The amount paid or payable by an indemnified party as a result of the losses,
claims, damages and liabilities referred to in subsection (f) of this Section 9
shall be deemed to include, subject to the limitations set forth above, any
legal or other expenses reasonably incurred by such indemnified party in
connection with investigating or defending any such action or claim.
Notwithstanding the provisions of this Section 9, no Underwriter shall be
required to contribute any amount in excess of the amount by which the total
price at which the Shares underwritten by it and distributed to the public were
offered to the public exceeds the amount of any damages that such Underwriter
has otherwise been required to pay by reason of such untrue or alleged untrue
statement or omission or alleged omission. No person guilty of fraudulent
misrepresentation (within the meaning of Section 11(f) of the Securities Act)
shall be entitled to contribution from any person who was not guilty of such
fraudulent misrepresentation. The remedies provided for in this Section 9 are
not exclusive and shall not limit any rights or remedies which may otherwise be
available to any indemnified party at law or in equity.
22
21
(h) The indemnity and contribution provisions contained in
this Section 9 and the representations and warranties and other statements of
the Company and the Selling Shareholders contained in this Agreement shall
remain operative and in full force and effect regardless of (i) any termination
of this Agreement, (ii) any investigation made by or on behalf of any
Underwriter or any person controlling any Underwriter, any Selling Shareholder
or any person controlling any Selling Shareholder, or the Company, its officers
or directors or any person controlling the Company and (iii) acceptance of and
payment for any of the Shares.
10. Termination. This Agreement shall be subject to
termination by notice given by you to the Company, if (a) after the execution
and delivery of this Agreement and prior to the Closing Date (i) trading
generally shall have been suspended or materially limited on or by, as the case
may be, any of the New York Stock Exchange, the American Stock Exchange, the
NASD, the Chicago Board of Options Exchange, the Chicago Mercantile Exchange or
the Chicago Board of Trade, (ii) trading of any securities of the Company shall
have been suspended on any exchange or in any over-the-counter market, (iii) a
general moratorium on commercial banking activities in New York shall have been
declared by either federal or New York State authorities or (iv) there shall
have occurred any outbreak or escalation of hostilities or any change in
financial markets or any calamity or crisis that, in your judgment, is material
and adverse and (b) in the case of any of the events specified in clauses (a)(i)

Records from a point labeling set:
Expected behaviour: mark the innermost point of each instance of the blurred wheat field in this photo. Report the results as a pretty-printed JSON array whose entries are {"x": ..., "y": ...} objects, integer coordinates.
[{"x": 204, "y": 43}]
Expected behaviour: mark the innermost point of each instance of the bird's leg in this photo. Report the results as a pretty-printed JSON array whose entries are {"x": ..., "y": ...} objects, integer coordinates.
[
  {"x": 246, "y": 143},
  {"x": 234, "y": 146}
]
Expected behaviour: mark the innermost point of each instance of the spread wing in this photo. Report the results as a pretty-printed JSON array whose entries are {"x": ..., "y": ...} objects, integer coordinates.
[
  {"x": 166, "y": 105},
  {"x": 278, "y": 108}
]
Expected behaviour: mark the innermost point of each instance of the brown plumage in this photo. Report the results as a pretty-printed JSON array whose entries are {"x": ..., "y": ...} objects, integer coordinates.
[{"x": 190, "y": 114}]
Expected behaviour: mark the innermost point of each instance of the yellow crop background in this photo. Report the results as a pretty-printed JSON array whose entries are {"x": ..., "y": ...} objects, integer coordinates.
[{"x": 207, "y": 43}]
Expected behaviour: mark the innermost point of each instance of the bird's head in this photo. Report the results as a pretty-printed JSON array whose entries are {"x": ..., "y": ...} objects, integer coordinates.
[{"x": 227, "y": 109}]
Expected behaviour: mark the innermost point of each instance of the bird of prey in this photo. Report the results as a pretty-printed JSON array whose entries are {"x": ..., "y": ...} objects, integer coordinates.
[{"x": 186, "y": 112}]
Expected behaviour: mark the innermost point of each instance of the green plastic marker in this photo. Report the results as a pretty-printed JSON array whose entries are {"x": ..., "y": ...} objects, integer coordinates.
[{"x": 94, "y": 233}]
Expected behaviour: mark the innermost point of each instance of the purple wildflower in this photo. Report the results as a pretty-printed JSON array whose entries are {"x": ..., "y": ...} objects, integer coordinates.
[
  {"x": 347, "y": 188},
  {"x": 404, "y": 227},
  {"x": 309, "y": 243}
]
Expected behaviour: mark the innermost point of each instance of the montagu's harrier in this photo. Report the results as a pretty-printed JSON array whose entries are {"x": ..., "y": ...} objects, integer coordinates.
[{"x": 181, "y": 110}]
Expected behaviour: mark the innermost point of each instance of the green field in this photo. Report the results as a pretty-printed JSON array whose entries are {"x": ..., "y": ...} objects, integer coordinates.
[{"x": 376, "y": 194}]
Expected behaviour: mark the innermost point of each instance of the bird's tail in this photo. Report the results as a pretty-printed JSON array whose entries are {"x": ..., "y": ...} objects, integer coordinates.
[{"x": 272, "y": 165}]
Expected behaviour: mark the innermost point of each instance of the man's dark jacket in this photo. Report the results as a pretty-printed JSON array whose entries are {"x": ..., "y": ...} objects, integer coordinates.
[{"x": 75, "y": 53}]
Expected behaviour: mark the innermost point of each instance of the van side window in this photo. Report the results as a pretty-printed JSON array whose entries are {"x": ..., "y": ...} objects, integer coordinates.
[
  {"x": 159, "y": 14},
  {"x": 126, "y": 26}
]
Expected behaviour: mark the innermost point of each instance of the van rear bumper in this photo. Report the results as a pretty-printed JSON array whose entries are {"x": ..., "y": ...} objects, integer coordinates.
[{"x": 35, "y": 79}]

EXERCISE TASKS:
1. Answer these questions from the agreement excerpt:
(a) Which section of the Securities Act gives the meaning of "fraudulent misrepresentation"?
(b) What must expenses be reasonably incurred in connection with to count toward the amount paid or payable by an indemnified party?
(c) Which authorities can declare the general moratorium on commercial banking activities in New York?
2. In clause (a)(i) of the termination section of the agreement excerpt, a suspension or material limitation of trading can occur on or by certain named markets and organizations. List all of them.

PROBLEM SOLUTIONS:
1.
(a) Section 11(f)
(b) Investigating or defending any such action or claim
(c) Federal or New York State authorities

2.
New York Stock Exchange
American Stock Exchange
NASD
Chicago Board of Options Exchange
Chicago Mercantile Exchange
Chicago Board of Trade